◆ **Document text**:
-*-

An Indian fighter flies over mountains near the border with China, where military tensions have escalated since clashes in June.
An Indian fighter flies over mountains near the border with China, where military tensions have escalated since clashes in June.

BEIJING: China and India accused each other of firing shots first across a flashpoint Himalayan border, intensifying a months-long standoff between the nuclear-armed neighbours that has already claimed at least 20 lives.

China said Tuesday its soldiers took "countermeasures" after Indian soldiers opened fire in a contested mountainous region in Ladakh.

India was guilty of a "severe military provocation" on Monday after its soldiers crossed the Line of Actual Control in the western border region of Ladakh and "opened fire", according to China's Defence Ministry.

New Delhi was swift to give its own account, accusing Chinese border forces of "blatantly violating agreements" and firing "a few rounds in the air" to intimidate their Indian rivals.

"Despite the grave provocation, (our) own troops exercised great restraint and behaved in a mature and responsible manner," the Indian army said in a statement.

It is first confirmed shooting across the contested frontier for decades, where skittish border forces by convention do not use guns to avoid escalations of violence in remote terrain.

The relationship between the neighbours has plunged following a June clash in the contested region in which 20 Indian troops were killed.

A spokesperson for the Chinese People's Liberation Army (PLA) gave no specifics on the apparent retaliation and gave no report of casualties, calling on India to probe the incident.

Tens of thousands of troops from both sides have been deployed to the disputed Himalayan border, which sits at an altitude of more than 4,000 metres.

The countries fought a brief border war in 1962, but officially no shots have been fired in the area since 1975 when four Indian troops were killed in an ambush.

Because the frontier has never been properly demarcated and the high-altitude terrain is often disorientating, the practice for decades was for neither side to use weapons.

Detailed protocols set out procedures for peaceful disengagement if patrols strayed into areas that the other side believed were their territory.

-*-

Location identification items

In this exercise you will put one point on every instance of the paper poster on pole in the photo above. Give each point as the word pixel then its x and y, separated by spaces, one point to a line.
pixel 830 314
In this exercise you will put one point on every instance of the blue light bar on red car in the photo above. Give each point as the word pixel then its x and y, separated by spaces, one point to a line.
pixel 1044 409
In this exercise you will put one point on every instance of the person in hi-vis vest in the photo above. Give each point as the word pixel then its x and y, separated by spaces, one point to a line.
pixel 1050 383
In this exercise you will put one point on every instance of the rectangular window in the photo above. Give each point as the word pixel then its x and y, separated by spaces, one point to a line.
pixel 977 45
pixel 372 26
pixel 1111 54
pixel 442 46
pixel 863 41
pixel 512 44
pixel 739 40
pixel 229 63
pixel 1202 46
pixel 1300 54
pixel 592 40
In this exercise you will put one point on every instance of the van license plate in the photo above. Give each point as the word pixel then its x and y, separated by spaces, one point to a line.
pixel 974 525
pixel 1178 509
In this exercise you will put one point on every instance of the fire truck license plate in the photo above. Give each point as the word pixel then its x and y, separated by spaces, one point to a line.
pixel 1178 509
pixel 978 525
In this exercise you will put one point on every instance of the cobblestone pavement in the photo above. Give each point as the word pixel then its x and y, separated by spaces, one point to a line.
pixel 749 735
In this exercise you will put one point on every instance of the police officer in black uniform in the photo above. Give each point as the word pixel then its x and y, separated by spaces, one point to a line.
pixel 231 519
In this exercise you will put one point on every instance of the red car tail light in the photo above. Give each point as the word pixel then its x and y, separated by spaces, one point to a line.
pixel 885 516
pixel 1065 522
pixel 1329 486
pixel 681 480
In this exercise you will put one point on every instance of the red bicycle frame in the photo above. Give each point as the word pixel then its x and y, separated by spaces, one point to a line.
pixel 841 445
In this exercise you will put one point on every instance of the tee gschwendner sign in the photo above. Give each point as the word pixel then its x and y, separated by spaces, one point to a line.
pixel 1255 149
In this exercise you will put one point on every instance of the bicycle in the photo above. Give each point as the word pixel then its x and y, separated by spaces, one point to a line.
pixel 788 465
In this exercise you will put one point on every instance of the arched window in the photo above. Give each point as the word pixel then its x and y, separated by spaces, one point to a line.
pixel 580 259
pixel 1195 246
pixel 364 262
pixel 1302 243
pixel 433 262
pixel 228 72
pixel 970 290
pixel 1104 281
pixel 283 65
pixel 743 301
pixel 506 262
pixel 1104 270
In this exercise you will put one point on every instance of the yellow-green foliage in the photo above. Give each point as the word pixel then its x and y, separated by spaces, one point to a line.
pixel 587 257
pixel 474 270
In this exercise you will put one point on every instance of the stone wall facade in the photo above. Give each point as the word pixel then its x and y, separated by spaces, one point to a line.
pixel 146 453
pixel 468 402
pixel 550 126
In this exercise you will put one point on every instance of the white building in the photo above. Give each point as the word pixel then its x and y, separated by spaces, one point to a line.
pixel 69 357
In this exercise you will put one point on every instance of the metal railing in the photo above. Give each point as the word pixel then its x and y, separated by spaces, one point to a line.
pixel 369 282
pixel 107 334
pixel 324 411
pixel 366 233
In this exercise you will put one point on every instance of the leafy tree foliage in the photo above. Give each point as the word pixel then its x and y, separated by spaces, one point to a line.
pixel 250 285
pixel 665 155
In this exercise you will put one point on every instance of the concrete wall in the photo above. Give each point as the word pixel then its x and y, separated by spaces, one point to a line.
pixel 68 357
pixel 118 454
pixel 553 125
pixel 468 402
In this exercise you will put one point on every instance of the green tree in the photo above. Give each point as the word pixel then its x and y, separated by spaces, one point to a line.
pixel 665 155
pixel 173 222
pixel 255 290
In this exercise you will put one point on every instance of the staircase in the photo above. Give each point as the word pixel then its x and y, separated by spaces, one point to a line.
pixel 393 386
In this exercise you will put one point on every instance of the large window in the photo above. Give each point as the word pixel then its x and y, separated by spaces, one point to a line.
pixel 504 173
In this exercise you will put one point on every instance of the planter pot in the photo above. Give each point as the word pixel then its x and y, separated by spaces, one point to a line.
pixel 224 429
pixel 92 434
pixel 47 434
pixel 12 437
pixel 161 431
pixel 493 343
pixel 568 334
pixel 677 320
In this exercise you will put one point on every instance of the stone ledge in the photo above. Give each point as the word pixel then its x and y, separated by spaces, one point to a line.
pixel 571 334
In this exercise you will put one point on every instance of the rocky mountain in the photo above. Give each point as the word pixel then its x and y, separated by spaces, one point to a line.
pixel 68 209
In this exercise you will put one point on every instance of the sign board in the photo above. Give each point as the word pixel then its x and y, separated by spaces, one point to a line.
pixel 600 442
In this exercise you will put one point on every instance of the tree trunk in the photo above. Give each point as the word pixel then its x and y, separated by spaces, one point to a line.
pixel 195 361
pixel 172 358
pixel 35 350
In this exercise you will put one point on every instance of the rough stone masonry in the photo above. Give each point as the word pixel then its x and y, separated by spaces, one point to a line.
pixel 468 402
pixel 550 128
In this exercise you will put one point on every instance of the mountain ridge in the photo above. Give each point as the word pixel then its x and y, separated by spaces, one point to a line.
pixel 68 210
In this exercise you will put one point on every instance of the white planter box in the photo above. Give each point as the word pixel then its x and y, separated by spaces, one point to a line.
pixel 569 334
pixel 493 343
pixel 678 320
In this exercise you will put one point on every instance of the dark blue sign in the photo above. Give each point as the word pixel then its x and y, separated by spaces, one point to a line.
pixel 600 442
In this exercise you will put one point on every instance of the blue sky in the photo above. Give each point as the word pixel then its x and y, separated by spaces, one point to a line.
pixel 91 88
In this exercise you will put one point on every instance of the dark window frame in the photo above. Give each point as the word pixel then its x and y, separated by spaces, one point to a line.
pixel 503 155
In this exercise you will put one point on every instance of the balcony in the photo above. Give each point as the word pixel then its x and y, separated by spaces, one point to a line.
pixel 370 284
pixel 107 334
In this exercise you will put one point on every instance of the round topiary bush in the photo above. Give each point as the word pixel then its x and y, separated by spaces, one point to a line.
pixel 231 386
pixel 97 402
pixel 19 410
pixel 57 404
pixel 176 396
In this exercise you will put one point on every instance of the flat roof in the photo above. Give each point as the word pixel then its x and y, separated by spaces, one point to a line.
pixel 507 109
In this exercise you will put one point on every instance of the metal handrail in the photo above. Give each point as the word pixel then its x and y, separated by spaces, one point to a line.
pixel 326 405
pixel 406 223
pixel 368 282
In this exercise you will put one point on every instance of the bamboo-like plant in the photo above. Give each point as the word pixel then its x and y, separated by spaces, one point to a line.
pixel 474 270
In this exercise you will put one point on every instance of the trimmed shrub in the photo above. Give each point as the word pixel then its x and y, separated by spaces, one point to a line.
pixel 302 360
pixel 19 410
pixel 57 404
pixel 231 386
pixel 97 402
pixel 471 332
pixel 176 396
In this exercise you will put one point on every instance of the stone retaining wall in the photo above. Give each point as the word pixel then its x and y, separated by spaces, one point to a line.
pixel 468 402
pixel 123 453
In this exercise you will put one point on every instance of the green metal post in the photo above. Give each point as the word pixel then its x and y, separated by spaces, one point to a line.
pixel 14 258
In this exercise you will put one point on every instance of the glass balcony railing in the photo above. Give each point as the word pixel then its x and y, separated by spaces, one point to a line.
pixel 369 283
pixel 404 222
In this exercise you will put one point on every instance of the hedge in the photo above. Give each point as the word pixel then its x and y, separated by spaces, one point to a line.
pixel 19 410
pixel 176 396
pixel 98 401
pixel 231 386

-*-

◆ **Set task 1**:
Using the report on the China-India border clash, say whether each statement agrees with it, answering yes or no and quoting the deciding words: (a) Twenty Indian troops were killed in the June clash. (b) The disputed Himalayan border lies below 4,000 metres. (c) The PLA spokesperson reported casualties from the incident.
◆ **Set task 2**:
In the records, begin at the line that has "of the large" and stop after the line that has "pixel 571 334". Rewrite those lines, changing "exercise" to "activity" and leaving everything else the same.

◆ **Reply 1**:
(a) Yes: "a June clash in the contested region in which 20 Indian troops were killed."
(b) No: "which sits at an altitude of more than 4,000 metres."
(c) No: "gave no report of casualties."

◆ **Reply 2**:
In this activity you will put one point on every instance of the large window in the photo above. Give each point as the word pixel then its x and y, separated by spaces, one point to a line.
pixel 504 173
In this activity you will put one point on every instance of the planter pot in the photo above. Give each point as the word pixel then its x and y, separated by spaces, one point to a line.
pixel 224 429
pixel 92 434
pixel 47 434
pixel 12 437
pixel 161 431
pixel 493 343
pixel 568 334
pixel 677 320
In this activity you will put one point on every instance of the stone ledge in the photo above. Give each point as the word pixel then its x and y, separated by spaces, one point to a line.
pixel 571 334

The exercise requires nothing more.